→ **주어진 지시**
"Every instance of the short" 부분이 들어 있는 줄부터 "<point>464,982</point>" 부분이 들어 있는 줄까지의 기록을 다시 쓰되, "gold hoop earring" 대신 "silver hoop earring" 표현으로 바꾸어 넣고 나머지는 그대로 두시오.

--*--

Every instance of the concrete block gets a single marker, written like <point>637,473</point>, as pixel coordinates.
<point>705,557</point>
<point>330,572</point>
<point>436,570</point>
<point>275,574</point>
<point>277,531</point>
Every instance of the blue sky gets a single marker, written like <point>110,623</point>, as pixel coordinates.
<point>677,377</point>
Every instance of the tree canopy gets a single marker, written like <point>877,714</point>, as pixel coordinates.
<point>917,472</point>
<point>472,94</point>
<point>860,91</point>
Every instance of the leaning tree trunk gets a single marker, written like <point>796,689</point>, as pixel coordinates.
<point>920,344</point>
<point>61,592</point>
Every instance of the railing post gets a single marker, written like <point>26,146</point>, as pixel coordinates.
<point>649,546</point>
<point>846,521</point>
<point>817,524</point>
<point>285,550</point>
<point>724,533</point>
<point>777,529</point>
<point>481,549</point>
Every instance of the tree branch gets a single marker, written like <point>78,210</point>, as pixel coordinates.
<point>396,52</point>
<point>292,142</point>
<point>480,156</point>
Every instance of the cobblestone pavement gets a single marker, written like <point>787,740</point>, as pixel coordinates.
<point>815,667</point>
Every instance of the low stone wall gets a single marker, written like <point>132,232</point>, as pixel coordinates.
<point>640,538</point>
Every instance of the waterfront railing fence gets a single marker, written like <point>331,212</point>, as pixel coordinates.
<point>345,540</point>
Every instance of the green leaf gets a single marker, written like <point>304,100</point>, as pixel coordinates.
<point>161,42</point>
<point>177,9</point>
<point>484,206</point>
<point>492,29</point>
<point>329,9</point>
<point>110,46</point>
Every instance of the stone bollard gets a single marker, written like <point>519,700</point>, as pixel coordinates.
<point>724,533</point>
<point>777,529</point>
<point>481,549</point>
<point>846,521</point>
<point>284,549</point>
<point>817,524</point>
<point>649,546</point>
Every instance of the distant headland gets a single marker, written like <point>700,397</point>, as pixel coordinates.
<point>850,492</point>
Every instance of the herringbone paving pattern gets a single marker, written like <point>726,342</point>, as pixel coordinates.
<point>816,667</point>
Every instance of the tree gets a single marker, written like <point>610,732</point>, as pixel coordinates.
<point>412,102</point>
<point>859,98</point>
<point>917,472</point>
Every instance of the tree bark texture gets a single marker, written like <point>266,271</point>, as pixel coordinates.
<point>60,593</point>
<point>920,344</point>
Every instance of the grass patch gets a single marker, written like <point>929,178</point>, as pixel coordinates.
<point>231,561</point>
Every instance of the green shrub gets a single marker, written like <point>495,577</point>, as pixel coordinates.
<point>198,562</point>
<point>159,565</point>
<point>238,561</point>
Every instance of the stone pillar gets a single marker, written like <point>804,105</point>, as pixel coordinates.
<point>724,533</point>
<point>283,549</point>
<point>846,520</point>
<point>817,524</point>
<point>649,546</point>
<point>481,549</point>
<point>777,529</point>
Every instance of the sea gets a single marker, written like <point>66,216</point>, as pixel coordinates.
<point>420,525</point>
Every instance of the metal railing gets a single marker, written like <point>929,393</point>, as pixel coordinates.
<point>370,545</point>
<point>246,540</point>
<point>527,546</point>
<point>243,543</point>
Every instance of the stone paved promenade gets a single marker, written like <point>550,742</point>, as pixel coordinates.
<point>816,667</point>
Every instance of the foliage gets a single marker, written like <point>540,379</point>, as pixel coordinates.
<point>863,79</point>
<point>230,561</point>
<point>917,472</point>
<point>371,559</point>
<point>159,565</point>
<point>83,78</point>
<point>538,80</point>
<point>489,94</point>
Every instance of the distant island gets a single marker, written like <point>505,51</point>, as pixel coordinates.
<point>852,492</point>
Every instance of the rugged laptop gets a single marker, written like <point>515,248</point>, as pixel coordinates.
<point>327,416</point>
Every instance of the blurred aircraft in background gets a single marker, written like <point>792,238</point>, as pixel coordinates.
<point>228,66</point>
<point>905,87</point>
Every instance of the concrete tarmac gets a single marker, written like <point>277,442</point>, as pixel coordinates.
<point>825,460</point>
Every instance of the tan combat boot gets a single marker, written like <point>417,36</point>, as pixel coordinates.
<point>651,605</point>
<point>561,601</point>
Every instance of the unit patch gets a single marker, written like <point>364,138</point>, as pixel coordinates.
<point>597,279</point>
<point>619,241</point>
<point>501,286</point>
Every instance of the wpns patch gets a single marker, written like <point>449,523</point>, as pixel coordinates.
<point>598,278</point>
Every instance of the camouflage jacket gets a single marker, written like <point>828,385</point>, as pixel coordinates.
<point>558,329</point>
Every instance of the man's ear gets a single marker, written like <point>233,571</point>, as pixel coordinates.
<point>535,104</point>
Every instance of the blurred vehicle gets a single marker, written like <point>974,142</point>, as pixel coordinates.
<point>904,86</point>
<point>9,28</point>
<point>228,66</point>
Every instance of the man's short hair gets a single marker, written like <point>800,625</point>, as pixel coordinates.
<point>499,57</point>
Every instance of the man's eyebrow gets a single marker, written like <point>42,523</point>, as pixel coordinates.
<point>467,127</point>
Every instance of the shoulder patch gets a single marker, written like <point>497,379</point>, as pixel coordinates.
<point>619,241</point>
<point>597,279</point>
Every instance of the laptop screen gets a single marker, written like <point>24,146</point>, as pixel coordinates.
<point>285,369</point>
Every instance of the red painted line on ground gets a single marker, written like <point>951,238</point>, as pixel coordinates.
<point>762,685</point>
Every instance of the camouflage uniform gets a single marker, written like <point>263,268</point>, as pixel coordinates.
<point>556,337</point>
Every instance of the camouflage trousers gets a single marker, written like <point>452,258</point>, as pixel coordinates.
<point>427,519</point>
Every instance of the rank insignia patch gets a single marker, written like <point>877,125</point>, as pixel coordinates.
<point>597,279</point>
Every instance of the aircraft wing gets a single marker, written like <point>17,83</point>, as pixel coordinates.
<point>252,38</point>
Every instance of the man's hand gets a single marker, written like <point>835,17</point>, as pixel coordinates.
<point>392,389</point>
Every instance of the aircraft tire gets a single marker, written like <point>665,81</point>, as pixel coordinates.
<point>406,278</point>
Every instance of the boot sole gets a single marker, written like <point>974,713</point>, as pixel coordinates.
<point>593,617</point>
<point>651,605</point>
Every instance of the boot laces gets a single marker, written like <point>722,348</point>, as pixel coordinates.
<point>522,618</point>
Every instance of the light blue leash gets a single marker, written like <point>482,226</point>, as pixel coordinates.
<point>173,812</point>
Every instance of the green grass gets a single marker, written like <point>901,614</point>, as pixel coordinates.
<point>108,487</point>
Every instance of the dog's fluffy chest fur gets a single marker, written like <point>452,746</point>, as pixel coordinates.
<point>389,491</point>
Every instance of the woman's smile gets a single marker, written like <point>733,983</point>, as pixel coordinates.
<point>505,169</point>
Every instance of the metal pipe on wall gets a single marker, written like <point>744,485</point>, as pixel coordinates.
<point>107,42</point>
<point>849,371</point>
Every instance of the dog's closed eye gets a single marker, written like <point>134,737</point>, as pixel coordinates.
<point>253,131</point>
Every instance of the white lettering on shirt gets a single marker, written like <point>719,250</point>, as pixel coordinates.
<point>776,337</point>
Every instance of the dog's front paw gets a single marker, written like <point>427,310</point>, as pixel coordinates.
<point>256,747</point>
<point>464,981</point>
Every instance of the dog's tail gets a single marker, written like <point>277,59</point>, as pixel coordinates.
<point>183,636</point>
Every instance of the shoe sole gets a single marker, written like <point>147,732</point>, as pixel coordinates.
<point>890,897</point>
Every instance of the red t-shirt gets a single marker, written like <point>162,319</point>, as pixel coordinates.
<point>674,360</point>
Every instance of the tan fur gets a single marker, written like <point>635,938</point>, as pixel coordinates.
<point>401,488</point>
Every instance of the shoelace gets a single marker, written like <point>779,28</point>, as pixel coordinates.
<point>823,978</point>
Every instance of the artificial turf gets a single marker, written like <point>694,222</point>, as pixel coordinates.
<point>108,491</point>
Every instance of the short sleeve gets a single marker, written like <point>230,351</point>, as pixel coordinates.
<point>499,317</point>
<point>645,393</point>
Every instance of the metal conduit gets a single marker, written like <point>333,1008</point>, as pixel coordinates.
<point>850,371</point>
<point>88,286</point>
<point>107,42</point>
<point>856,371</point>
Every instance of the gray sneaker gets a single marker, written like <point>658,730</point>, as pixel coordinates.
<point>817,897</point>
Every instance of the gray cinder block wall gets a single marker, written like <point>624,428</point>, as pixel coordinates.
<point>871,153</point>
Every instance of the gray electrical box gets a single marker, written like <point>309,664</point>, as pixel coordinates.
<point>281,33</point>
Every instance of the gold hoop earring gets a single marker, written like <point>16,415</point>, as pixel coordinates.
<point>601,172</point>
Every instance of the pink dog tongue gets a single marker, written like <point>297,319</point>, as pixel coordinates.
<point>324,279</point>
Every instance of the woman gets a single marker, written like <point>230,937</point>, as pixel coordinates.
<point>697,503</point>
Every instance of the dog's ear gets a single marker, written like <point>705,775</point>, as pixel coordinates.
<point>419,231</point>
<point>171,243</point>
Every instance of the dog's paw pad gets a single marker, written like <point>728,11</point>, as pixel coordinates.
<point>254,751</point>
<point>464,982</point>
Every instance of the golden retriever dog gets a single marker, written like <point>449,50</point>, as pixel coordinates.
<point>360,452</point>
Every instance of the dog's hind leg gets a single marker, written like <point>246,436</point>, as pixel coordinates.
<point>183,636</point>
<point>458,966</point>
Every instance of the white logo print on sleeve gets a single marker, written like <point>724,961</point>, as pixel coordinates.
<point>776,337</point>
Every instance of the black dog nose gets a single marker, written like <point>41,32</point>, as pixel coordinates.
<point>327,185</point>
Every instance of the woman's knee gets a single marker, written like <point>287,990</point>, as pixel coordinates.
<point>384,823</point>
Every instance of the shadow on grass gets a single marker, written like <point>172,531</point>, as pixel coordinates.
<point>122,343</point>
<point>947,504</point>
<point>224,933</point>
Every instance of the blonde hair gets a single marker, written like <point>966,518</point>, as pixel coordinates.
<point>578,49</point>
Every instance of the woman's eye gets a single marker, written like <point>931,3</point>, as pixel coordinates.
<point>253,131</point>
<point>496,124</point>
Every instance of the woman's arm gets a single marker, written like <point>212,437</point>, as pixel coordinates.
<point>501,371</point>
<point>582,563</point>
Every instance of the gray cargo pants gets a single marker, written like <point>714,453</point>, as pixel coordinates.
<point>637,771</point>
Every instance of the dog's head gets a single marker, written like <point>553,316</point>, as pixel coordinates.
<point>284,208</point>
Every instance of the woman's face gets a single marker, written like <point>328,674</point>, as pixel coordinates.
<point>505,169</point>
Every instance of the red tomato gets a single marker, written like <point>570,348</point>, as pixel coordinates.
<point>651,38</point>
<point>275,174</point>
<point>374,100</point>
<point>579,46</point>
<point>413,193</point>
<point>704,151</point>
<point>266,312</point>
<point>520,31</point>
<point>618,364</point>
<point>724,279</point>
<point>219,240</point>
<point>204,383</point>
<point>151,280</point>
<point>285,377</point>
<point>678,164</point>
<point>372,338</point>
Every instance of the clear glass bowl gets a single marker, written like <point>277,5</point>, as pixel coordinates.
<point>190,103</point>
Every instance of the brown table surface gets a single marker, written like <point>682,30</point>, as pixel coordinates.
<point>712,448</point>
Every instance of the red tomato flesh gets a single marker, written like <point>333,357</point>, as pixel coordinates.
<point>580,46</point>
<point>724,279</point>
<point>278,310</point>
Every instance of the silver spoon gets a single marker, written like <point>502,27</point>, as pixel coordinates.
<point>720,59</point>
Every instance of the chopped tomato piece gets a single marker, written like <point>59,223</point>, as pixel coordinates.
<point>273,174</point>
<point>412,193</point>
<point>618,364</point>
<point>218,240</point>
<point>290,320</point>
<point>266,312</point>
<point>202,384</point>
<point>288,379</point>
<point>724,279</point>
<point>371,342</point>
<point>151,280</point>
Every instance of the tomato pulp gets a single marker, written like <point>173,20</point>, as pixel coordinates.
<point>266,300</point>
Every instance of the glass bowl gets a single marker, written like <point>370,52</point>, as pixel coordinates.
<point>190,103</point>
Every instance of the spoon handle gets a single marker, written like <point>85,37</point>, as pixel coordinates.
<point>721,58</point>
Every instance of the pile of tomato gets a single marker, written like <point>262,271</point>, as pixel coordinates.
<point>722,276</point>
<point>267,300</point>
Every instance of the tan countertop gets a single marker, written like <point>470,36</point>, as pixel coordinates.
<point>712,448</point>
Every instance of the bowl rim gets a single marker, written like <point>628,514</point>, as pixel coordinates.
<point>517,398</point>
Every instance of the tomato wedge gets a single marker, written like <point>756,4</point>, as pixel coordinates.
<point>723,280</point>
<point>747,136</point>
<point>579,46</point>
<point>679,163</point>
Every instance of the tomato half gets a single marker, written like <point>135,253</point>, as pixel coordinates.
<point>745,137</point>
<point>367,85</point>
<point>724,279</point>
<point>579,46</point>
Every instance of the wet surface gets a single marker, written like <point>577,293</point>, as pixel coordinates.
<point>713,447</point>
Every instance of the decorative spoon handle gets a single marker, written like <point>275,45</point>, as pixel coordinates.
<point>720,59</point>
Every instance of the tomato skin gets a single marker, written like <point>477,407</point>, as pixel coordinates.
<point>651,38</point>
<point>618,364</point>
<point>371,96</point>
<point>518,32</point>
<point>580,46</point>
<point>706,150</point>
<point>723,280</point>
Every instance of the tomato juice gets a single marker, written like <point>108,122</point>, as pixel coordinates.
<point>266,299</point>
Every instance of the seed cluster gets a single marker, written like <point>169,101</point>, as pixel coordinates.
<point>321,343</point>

--*--

→ **풀이**
Every instance of the short sleeve gets a single marker, written like <point>230,351</point>, as pixel coordinates.
<point>499,317</point>
<point>645,393</point>
Every instance of the metal conduit gets a single marker, written like <point>333,1008</point>, as pixel coordinates.
<point>850,371</point>
<point>88,286</point>
<point>107,42</point>
<point>856,371</point>
Every instance of the gray sneaker gets a single marker, written like <point>658,730</point>, as pixel coordinates.
<point>817,897</point>
Every instance of the gray cinder block wall gets a single marker, written like <point>624,428</point>, as pixel coordinates.
<point>871,153</point>
Every instance of the gray electrical box gets a single marker, written like <point>309,664</point>, as pixel coordinates.
<point>281,33</point>
Every instance of the silver hoop earring gets a single marker, written like <point>16,415</point>, as pixel coordinates.
<point>601,172</point>
Every instance of the pink dog tongue gets a single marker, written like <point>297,319</point>, as pixel coordinates.
<point>324,279</point>
Every instance of the woman gets a single marker, written like <point>230,937</point>, as pixel coordinates.
<point>697,503</point>
Every instance of the dog's ear gets a single marker, written like <point>705,775</point>, as pixel coordinates.
<point>419,231</point>
<point>171,243</point>
Every instance of the dog's paw pad gets a single marker, written like <point>728,11</point>, as pixel coordinates.
<point>254,751</point>
<point>464,982</point>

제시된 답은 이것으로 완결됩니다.